--- START OF RECORDED INFORMATION ---

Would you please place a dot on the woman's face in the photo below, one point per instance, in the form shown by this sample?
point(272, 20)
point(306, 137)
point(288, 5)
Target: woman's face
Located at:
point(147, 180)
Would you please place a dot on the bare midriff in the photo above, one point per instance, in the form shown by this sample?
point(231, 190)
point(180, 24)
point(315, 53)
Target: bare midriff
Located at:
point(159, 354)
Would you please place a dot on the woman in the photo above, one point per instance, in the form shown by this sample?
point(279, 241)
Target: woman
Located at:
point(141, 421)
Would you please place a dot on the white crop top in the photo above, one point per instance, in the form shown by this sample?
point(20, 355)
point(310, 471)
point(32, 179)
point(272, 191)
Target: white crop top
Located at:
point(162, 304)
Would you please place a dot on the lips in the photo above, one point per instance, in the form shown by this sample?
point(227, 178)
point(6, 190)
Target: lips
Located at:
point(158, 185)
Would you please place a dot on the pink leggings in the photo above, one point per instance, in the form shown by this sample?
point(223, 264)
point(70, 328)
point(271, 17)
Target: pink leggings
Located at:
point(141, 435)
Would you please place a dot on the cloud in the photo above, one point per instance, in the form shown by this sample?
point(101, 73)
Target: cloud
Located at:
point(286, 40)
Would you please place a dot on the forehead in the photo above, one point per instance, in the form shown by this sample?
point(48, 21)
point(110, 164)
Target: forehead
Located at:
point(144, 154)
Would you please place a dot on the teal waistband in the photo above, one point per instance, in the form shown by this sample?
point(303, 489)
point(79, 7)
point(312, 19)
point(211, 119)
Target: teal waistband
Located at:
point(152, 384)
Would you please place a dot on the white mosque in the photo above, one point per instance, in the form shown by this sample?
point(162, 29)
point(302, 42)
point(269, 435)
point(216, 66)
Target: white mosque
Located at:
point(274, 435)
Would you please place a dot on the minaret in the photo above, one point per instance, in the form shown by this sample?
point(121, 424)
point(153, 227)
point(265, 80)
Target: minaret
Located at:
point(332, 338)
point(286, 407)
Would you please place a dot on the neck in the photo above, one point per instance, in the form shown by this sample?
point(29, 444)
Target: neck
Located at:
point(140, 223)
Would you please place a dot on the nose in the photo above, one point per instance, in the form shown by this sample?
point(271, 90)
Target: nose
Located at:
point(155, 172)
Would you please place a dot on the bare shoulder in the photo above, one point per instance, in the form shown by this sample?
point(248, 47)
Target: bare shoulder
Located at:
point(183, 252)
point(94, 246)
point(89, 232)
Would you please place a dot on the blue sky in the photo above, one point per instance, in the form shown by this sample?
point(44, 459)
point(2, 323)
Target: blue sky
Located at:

--- END OF RECORDED INFORMATION ---

OBJECTIVE: Please copy all of the material above word for word, keeping every line and its order unchanged.

RESPONSE TO THE TASK:
Would you please place a dot on the woman's face in the photo below, one point per instance, in the form shown by this sample?
point(272, 20)
point(306, 137)
point(288, 5)
Target: woman's face
Located at:
point(147, 180)
Would you please place a dot on the bare midriff in the photo above, one point per instance, in the form shown by this sample?
point(231, 190)
point(180, 24)
point(315, 53)
Target: bare midriff
Located at:
point(159, 354)
Would you please place a dot on the woman in the photo above, one point per instance, in the form shown by this sample?
point(279, 241)
Target: woman
Located at:
point(141, 421)
Would you please place a dot on the white crop top in the photo above, one point per instance, in the form shown by this sample?
point(20, 355)
point(310, 471)
point(32, 179)
point(272, 191)
Target: white crop top
Located at:
point(162, 304)
Would you please place a dot on the lips in the photo above, one point per instance, in the form shown by this sample?
point(227, 178)
point(6, 190)
Target: lips
Located at:
point(158, 185)
Would you please place a dot on the pink leggings in the photo above, one point per instance, in the form shown by this sample?
point(223, 264)
point(70, 328)
point(271, 17)
Target: pink leggings
Located at:
point(141, 435)
Would you please place a dot on the cloud in the photo above, one point per instance, in the form shown by this sample?
point(101, 73)
Target: cloud
Located at:
point(286, 40)
Would you please place a dot on the forehead in the photo above, one point per instance, in the form shown by this sample?
point(48, 21)
point(110, 164)
Target: forehead
Located at:
point(144, 154)
Would you please place a dot on the teal waistband in the photo above, one point per instance, in the form shown by this sample?
point(303, 489)
point(79, 7)
point(312, 19)
point(211, 119)
Target: teal waistband
Located at:
point(152, 384)
Would you please place a dot on the white mosque in the photo above, one point per instance, in the form shown by this sample?
point(162, 29)
point(302, 42)
point(269, 435)
point(216, 66)
Target: white mosque
Located at:
point(274, 435)
Would you please place a dot on the minaret in the photo above, one point per instance, in the form shown by this sample?
point(121, 424)
point(153, 227)
point(265, 80)
Target: minaret
Located at:
point(332, 338)
point(286, 407)
Would you please place a dot on the neck in the photo above, one point per instance, in the form shown by this sample?
point(29, 444)
Target: neck
Located at:
point(140, 223)
Would you please place a dot on the nose in the photo above, one point per instance, in the form shown by this sample?
point(271, 90)
Target: nose
Located at:
point(155, 172)
Would you please place a dot on the bare shoulder in the photo above, one point per instance, in the form shown by this sample?
point(248, 47)
Target: bare shoulder
Located at:
point(183, 252)
point(94, 246)
point(89, 232)
Would you please place a dot on the blue sky in the photo above, one point per instance, in the form shown by this sample?
point(44, 459)
point(2, 323)
Target: blue sky
Located at:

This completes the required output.